*TO DO*. Every record must appear in your reply exactly as written.

*EXTRACTED DATA*.
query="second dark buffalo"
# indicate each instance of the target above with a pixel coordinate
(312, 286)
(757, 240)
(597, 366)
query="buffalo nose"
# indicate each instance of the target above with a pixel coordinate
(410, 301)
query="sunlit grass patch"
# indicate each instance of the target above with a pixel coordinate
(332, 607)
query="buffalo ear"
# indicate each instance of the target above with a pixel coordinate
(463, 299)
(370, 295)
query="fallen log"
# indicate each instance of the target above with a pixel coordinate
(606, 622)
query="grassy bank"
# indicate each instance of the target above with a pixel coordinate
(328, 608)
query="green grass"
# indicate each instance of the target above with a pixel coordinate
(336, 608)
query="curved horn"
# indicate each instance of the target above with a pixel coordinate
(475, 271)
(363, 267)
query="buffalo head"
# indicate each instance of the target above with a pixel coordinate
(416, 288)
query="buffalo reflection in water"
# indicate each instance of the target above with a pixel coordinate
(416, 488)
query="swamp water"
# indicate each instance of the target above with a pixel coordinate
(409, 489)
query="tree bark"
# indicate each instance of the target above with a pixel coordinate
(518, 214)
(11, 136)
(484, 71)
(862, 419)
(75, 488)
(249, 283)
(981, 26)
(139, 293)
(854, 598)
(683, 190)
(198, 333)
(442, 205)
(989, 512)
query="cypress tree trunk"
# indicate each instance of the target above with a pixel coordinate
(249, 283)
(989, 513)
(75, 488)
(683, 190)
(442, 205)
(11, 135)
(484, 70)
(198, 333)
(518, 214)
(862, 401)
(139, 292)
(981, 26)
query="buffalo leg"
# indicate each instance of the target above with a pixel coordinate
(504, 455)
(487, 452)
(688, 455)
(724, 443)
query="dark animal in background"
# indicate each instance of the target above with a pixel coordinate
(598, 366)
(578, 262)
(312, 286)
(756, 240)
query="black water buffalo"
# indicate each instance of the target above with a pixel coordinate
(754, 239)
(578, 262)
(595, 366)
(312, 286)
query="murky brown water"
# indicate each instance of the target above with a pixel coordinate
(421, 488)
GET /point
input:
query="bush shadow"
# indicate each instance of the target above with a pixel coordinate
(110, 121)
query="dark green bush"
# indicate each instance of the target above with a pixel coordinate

*PROBLEM SOLUTION*.
query="second dark buffalo"
# indicate each instance of the target above with a pixel coordinate
(312, 286)
(757, 240)
(597, 366)
query="buffalo nose"
# indicate each instance of the target above with a pixel coordinate
(410, 301)
query="sunlit grass patch"
# indicate each instance of the target above with a pixel coordinate
(332, 607)
query="buffalo ear"
# indicate each instance of the target above with a pixel coordinate
(463, 299)
(370, 295)
query="fallen log"
# indicate each instance of the target above with a pixel coordinate
(606, 622)
query="grassy bank"
# indicate each instance of the target above with a pixel coordinate
(328, 608)
query="green grass"
# indicate each instance of the target above with a pixel coordinate
(336, 608)
query="curved horn"
# indicate each instance of the target above with a pixel coordinate
(475, 271)
(363, 267)
query="buffalo head"
# indicate each instance of the target above with a pixel coordinate
(416, 288)
query="buffalo reflection in water"
# indicate each instance of the target above with a pixel coordinate
(416, 488)
query="swamp water"
# indicate each instance of the target above with a pixel coordinate
(409, 489)
query="tree bark"
# indicate each instance of the target above with a pixel coordinate
(518, 214)
(11, 136)
(484, 71)
(862, 419)
(75, 488)
(249, 283)
(981, 26)
(139, 293)
(854, 598)
(683, 190)
(198, 333)
(442, 205)
(989, 512)
query="cypress tree trunk"
# indicate each instance of the target above with a pixel coordinate
(249, 283)
(989, 513)
(75, 488)
(683, 190)
(442, 205)
(11, 135)
(484, 70)
(198, 333)
(518, 214)
(862, 401)
(139, 292)
(981, 26)
query="buffalo leg"
# indicate each instance of the target above with a pixel coordinate
(504, 455)
(487, 452)
(688, 455)
(724, 443)
query="dark animal in background"
# indicate each instance of the target above with a pixel coordinate
(598, 366)
(578, 262)
(312, 286)
(756, 240)
query="black water buffalo"
# indicate each instance of the target above with a pixel coordinate
(754, 239)
(578, 262)
(595, 366)
(312, 286)
query="murky brown water"
# indicate each instance of the target above with a pixel coordinate
(421, 488)
GET /point
input:
query="bush shadow"
# indicate each instance of the target above with a pixel coordinate
(110, 121)
query="dark green bush"
# indicate each instance of the target above with a pixel coordinate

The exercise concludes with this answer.